_GIVEN PASSAGE_:

Joshua Whitehead is a Canadian First Nations, two spirit poet and novelist.

An Oji-Cree member of the Peguis First Nation in Manitoba, he began publishing poetry while pursuing undergraduate studies at the University of Winnipeg.

After he started graduate studies in indigenous literature at the University of Calgary, Talonbooks published his debut poetry collection Full-Metal Indigiqueer in 2017. The book initially received a Lambda Literary Award nomination for Transgender Poetry at the 30th Lambda Literary Awards in 2018, although Whitehead withdrew the book from consideration as the category was a misrepresentation of his identity as a two-spirit, not transgender, person.

_PROMPT 1_: Show every line of the records below that contains the string "child". Case counts.

_INPUT ROWS_:
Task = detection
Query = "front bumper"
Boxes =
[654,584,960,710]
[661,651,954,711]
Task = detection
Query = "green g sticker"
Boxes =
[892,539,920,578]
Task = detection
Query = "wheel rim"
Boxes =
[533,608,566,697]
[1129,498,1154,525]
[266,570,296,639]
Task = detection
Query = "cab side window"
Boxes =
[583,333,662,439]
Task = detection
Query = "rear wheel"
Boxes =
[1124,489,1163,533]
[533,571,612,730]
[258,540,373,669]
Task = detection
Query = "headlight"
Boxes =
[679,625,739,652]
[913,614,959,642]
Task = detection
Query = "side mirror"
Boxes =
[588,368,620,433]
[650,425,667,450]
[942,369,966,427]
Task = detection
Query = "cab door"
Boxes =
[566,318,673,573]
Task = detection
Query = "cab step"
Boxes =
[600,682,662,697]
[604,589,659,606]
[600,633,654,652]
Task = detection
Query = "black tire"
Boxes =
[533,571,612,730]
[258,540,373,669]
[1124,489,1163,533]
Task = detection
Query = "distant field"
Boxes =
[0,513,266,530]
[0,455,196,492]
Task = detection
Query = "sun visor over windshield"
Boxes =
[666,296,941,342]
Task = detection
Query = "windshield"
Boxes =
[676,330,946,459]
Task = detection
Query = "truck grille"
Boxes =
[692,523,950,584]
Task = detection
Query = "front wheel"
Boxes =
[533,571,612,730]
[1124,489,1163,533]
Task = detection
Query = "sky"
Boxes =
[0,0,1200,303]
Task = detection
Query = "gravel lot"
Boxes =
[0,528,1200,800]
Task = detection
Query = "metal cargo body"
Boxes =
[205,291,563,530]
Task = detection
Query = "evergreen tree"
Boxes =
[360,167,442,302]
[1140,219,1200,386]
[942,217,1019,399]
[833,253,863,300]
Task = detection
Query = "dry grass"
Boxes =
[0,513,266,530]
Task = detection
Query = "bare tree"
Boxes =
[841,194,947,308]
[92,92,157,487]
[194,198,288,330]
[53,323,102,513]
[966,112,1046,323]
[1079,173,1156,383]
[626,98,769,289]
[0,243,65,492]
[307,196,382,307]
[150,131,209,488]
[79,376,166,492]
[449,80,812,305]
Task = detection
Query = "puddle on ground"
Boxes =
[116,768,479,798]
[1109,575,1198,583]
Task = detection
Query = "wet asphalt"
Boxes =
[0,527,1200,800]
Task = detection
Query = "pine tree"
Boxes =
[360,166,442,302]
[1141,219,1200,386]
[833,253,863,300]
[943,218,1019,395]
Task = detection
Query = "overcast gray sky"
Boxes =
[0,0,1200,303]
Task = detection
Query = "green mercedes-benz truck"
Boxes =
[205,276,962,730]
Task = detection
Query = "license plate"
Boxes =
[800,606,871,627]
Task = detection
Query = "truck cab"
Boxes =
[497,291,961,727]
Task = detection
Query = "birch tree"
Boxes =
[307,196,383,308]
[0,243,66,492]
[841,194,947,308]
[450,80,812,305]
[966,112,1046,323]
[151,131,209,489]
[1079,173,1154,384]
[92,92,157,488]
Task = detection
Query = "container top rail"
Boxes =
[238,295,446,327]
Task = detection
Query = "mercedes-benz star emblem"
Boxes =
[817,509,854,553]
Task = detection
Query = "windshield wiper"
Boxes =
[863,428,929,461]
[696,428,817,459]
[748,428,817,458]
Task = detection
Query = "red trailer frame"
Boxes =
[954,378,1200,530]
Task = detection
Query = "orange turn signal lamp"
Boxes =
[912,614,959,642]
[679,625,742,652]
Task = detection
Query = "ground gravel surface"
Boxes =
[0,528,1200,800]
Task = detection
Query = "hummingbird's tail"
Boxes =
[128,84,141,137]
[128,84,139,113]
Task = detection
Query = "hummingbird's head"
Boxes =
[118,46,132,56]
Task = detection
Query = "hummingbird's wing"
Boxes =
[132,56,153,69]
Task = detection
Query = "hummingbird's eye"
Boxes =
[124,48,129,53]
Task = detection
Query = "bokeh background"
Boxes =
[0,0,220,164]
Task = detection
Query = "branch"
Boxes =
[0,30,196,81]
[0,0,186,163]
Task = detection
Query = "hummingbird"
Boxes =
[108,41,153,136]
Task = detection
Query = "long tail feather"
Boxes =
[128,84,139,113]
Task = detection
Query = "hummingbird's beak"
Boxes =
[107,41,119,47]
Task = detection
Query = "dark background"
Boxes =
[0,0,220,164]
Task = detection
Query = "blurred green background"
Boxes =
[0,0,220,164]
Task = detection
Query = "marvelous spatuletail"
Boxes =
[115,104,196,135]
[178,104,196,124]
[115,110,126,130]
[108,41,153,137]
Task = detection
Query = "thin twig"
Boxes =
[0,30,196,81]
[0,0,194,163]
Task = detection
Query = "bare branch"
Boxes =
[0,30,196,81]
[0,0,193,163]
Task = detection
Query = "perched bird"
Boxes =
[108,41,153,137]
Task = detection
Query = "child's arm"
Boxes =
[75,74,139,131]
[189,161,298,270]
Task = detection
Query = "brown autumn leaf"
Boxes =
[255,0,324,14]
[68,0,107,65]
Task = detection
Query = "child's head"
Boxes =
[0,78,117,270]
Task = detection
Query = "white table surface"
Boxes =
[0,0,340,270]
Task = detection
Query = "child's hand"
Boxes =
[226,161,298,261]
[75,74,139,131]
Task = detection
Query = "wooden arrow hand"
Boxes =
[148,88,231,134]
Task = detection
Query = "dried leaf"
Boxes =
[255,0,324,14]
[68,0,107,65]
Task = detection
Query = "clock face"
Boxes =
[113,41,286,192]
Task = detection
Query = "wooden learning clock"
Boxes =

_PROMPT 2_: From the passage on Joshua Whitehead, extract word for word the section that opens with the words containing "An Oji-Cree member" and closes with "University of Winnipeg.".

_TASK ANSWER 1_:
Query = "child's arm"
Query = "child's head"
Query = "child's hand"

_TASK ANSWER 2_:
An Oji-Cree member of the Peguis First Nation in Manitoba, he began publishing poetry while pursuing undergraduate studies at the University of Winnipeg.